YOUR INSTRUCTIONS: One exact copy of the listing, minus the images, is the required answer.

MATERIAL PROVIDED:
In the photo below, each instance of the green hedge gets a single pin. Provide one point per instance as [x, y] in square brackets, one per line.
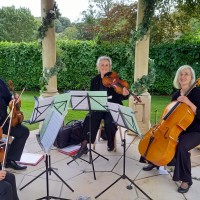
[22, 63]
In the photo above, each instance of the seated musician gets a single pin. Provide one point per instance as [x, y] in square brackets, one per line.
[104, 65]
[8, 190]
[190, 138]
[19, 132]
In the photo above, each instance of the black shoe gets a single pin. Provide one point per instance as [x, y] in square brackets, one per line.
[81, 151]
[182, 190]
[110, 148]
[12, 164]
[149, 167]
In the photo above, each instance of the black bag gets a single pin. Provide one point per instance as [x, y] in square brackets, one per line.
[69, 134]
[76, 134]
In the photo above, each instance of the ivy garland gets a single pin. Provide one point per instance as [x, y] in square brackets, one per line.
[144, 83]
[47, 22]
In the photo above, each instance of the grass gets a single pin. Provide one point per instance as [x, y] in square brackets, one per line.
[158, 104]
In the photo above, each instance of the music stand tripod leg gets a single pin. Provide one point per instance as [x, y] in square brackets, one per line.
[90, 150]
[123, 176]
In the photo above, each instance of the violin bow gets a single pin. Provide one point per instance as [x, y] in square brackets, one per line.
[8, 135]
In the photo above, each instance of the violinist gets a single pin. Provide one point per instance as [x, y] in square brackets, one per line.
[104, 65]
[190, 138]
[8, 190]
[19, 132]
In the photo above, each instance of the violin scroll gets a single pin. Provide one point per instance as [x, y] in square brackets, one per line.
[111, 79]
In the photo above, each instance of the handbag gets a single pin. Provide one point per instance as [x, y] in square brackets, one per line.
[69, 134]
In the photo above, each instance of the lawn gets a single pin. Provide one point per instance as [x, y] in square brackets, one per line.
[158, 103]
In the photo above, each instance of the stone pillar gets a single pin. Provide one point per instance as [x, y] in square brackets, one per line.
[49, 50]
[143, 109]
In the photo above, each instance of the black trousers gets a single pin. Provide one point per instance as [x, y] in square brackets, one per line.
[109, 126]
[182, 161]
[8, 190]
[20, 134]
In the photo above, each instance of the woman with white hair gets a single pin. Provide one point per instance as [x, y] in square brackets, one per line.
[104, 65]
[190, 138]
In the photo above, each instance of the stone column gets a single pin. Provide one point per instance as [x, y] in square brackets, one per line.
[49, 50]
[143, 109]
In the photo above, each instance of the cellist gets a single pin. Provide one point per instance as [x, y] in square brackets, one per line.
[190, 138]
[19, 132]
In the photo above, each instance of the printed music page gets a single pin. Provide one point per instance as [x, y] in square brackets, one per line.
[84, 100]
[40, 109]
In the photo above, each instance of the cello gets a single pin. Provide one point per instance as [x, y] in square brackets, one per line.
[158, 145]
[3, 151]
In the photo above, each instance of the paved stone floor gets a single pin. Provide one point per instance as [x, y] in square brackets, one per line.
[79, 176]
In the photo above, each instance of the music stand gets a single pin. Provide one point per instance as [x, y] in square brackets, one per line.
[90, 101]
[124, 117]
[40, 109]
[48, 133]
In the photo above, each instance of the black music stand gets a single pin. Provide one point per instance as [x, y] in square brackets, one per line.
[124, 117]
[40, 109]
[53, 121]
[90, 101]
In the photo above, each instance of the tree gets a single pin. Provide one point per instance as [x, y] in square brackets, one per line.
[104, 6]
[170, 25]
[17, 25]
[117, 26]
[70, 33]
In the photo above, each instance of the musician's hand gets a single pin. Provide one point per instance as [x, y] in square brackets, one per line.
[184, 99]
[2, 175]
[125, 91]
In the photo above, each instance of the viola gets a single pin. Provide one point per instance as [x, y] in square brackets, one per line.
[158, 145]
[111, 79]
[17, 117]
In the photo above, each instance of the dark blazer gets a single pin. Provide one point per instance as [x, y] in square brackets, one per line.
[97, 85]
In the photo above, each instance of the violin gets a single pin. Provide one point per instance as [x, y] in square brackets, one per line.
[111, 79]
[17, 117]
[159, 144]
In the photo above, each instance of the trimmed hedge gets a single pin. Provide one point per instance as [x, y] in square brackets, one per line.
[22, 63]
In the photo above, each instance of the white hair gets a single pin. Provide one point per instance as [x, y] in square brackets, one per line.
[104, 58]
[180, 69]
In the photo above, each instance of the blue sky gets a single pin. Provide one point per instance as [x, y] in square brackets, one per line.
[68, 8]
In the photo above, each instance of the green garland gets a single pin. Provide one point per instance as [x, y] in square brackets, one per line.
[49, 72]
[144, 83]
[47, 22]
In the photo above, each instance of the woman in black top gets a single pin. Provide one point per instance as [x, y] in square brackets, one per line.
[190, 138]
[8, 190]
[104, 65]
[19, 132]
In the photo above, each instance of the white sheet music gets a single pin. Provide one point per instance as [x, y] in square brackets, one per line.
[97, 100]
[51, 131]
[40, 109]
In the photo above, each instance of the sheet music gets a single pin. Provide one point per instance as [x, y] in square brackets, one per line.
[54, 124]
[97, 100]
[61, 103]
[128, 121]
[40, 109]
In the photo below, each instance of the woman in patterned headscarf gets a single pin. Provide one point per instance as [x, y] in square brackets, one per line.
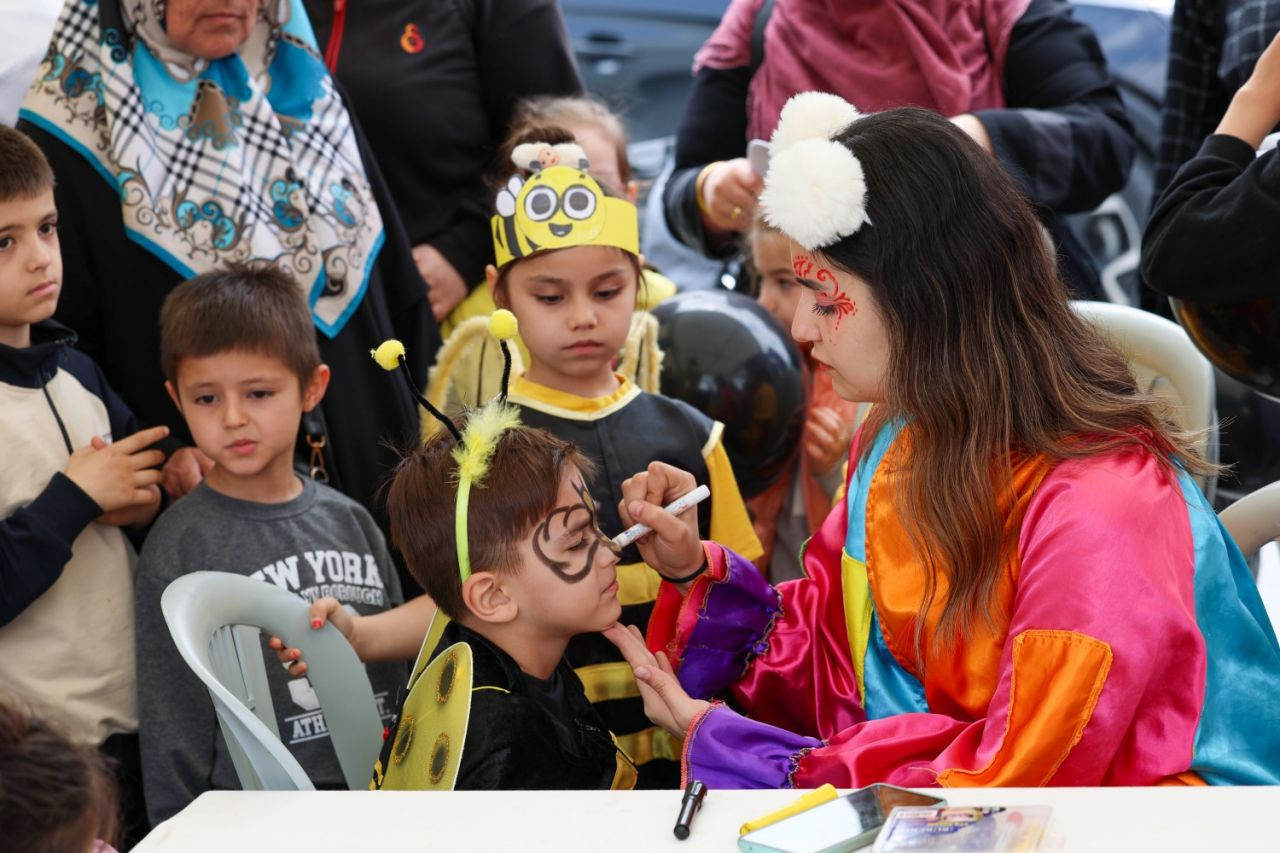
[192, 133]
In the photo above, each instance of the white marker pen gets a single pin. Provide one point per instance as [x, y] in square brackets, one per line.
[675, 507]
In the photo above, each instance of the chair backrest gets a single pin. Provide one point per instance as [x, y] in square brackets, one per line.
[1165, 363]
[214, 617]
[1255, 519]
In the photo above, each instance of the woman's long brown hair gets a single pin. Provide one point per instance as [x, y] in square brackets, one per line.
[988, 360]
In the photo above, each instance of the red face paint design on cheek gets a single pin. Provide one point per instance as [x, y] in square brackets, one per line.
[836, 302]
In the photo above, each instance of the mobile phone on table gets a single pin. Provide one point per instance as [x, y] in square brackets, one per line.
[845, 824]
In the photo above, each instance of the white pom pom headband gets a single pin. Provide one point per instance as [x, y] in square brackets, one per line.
[816, 191]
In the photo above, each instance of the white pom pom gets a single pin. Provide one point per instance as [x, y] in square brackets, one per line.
[571, 154]
[526, 155]
[816, 192]
[810, 115]
[506, 204]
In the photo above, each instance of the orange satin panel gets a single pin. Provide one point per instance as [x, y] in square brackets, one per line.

EXERCISE OUTPUT:
In the photo below, each instance of the green hedge gets a single pin. Provide one point per instance as [x, y] in square brackets, one per line.
[22, 63]
In the photo above, each instance of the seated musician gets a single pin. Provide one point per instance as [x, y] in square brackets, one per line.
[104, 65]
[8, 190]
[190, 138]
[19, 132]
In the photo above, each instance of the black shoe gets a single pin. Provide one point per instance as [x, y] in square brackets, one per line.
[81, 151]
[182, 190]
[110, 148]
[12, 164]
[149, 167]
In the photo above, each instance of the black bag gets a single pin. Provide one point per instance as [x, y] in square brackets, one per line.
[69, 134]
[76, 134]
In the photo above, each instance of the ivy garland gets a single pin. Provide one point per instance as [x, y] in square brackets, one per line.
[144, 83]
[47, 22]
In the photo above, each instance of the grass gets a single pin. Provide one point per instance as [x, y] in square brackets, one per line.
[158, 104]
In the photo above, each instance of the music stand tripod leg gets a single pin. Provide one point per instance as [x, y] in square brackets, one per line.
[90, 150]
[123, 176]
In the photo above, each instance of the violin bow gets a single pin. Provide one point per instance as [x, y] in square brackets, one per line.
[8, 135]
In the photo above, each instance of the violinist gets a single pin. Provide one point per instance as [x, y] in square brackets, one per line.
[104, 65]
[190, 138]
[8, 190]
[19, 132]
In the photo above, each instance of the violin scroll gets a single pin. Provide one point per instance as [x, y] in square brackets, one per line.
[111, 79]
In the photo above, each instance of the handbag gets a single pin. Provide one point per instance as [x, y] in square brackets, one per line.
[69, 134]
In the photo above, each instance of the lawn gets a single pin. Provide one point per instance as [x, y] in square brackets, one per line.
[158, 103]
In the photo above, each instance of the stone pillar gets a single pin. Provide one point per instance as [x, y] in square brackets, one per line.
[49, 50]
[143, 109]
In the photo above, each instance of the black trousers gets a single pin. Provide one point per instance as [x, y] in square brackets, one per line.
[109, 126]
[182, 161]
[8, 190]
[20, 134]
In the photo above, each instance of the woman with white hair gets a single pin. Provide one point per instance as [x, y] in square brackets, one per line.
[104, 65]
[190, 138]
In the photo above, each instance of the stone column gets a single pin. Provide one point per instance as [x, y] in square brackets, one per line.
[49, 50]
[143, 109]
In the photo above, each instance of the cellist gets a single pin. Provide one point per instance as [x, y] in square brackets, one per line.
[190, 138]
[19, 132]
In the photo above, each instance of the printed music page gets a single pin. Provide one point per instance as [x, y] in square brackets, one per line.
[84, 100]
[40, 109]
In the photo above, each instance of the cello gets a single pin. Provide one point per instance as [x, y] in square brackets, one per line.
[158, 145]
[3, 151]
In the photo above, each instance of the paved stone floor gets a single pin. Provide one point per instance as [x, y] in square brackets, one per line.
[79, 176]
In the photo above, each instance of the music stand gets a single pin. Provide one point per instance as [x, y] in square brackets, one per line.
[90, 101]
[124, 117]
[40, 109]
[48, 133]
In the photo above, each instance of the black music stand gets a single pin. Provide one point per instance as [x, y] in square brackets, one per line.
[124, 117]
[40, 109]
[53, 121]
[90, 101]
In the photo above, each instance of the tree gets a single pin. Provide one point per instance as [x, y] in square brackets, one per line.
[104, 6]
[170, 25]
[17, 25]
[117, 26]
[70, 33]
In the photo above, each instance of the musician's hand gets a single pin. Provide one point per instance as [x, y] in square brackets, one per line.
[184, 99]
[2, 175]
[125, 91]
In the photo above, each instance of the viola gets a single pin. Provide one point per instance as [x, y] in square brackets, one per line.
[158, 145]
[111, 79]
[17, 117]
In the photo above, each instance of the dark blazer gets a single pin. Provide one point per instance as [x, y] in square brackets, one per line.
[97, 85]
In the photo above, each instance of the violin gets a single pin. Provide one point per instance as [x, y] in square brackets, one per line.
[111, 79]
[17, 117]
[159, 144]
In the photo above, each instance of the trimmed hedge gets a single pin. Provide one point per instance as [x, y] in square brackets, one per line.
[22, 63]
In the photo above, each instance of the white hair gets a single pin. Provide one point per instance as [x, y] in square brackets, one per line.
[104, 58]
[180, 69]
In the photo above, each instance of the blue sky gets a single pin. Provide one point per instance as [x, y] in square brackets, one per line.
[68, 8]
In the photo above, each instance of the green garland gets a single pin. Provide one point per instance as [x, y] in square brackets, one per line.
[49, 72]
[144, 83]
[47, 22]
In the photo above, each instance of the woman in black top gets a single pin. Provide one point per instance as [x, y] in square brackets, one per line.
[190, 138]
[8, 190]
[104, 65]
[19, 132]
In the photo above, each instance of the white sheet music gets a single pin. Provide one point per instance as [x, y] in square brackets, one per line.
[97, 100]
[51, 131]
[40, 109]
In the photo above, each instance of the sheet music gets a single pin. Provide one point per instance as [x, y] in square brackets, one per line.
[54, 124]
[97, 100]
[61, 103]
[128, 121]
[40, 109]
In the photo below, each instance of the woman in patterned headscarf gets a single pin. Provide one point per instance as [x, y] in square brackets, one per line.
[192, 133]
In the photo above, each instance of the white marker pen gets a single pin. Provide one point per instance as [x, y] in square brackets, one per line.
[675, 507]
In the photo above, each instance of the chair backrest gets a single pin. Provide one point per instance as [x, y] in square brackets, one per line.
[1165, 363]
[214, 617]
[1255, 519]
In the photo above, each instance of the woman's long brown hair gets a single pin. Provide one point per instance as [x, y] in square brackets, one per line.
[988, 360]
In the photo above, each instance of the red face paint design on cheek gets a single pin. Provide one point per instance as [x, y] in square brackets, one per line.
[836, 302]
In the photo above, each instance of the mobile phone on table gets a single pin. Provide one point per instance as [x, y] in square brackets, one per line.
[845, 824]
In the photo above, each instance of the white pom pom headband gets a single pin. Provide one point per instance as [x, y] in square brackets, one per line.
[816, 191]
In the photo above, each instance of the white pom pom gets a single pin. Provide one point per instance as [x, y] in square brackets, one per line.
[571, 154]
[526, 155]
[816, 192]
[810, 115]
[506, 204]
In the photo above, each instance of the orange satin panel gets a single pin. Provide one point per instance as [x, y] in square brackets, one per line.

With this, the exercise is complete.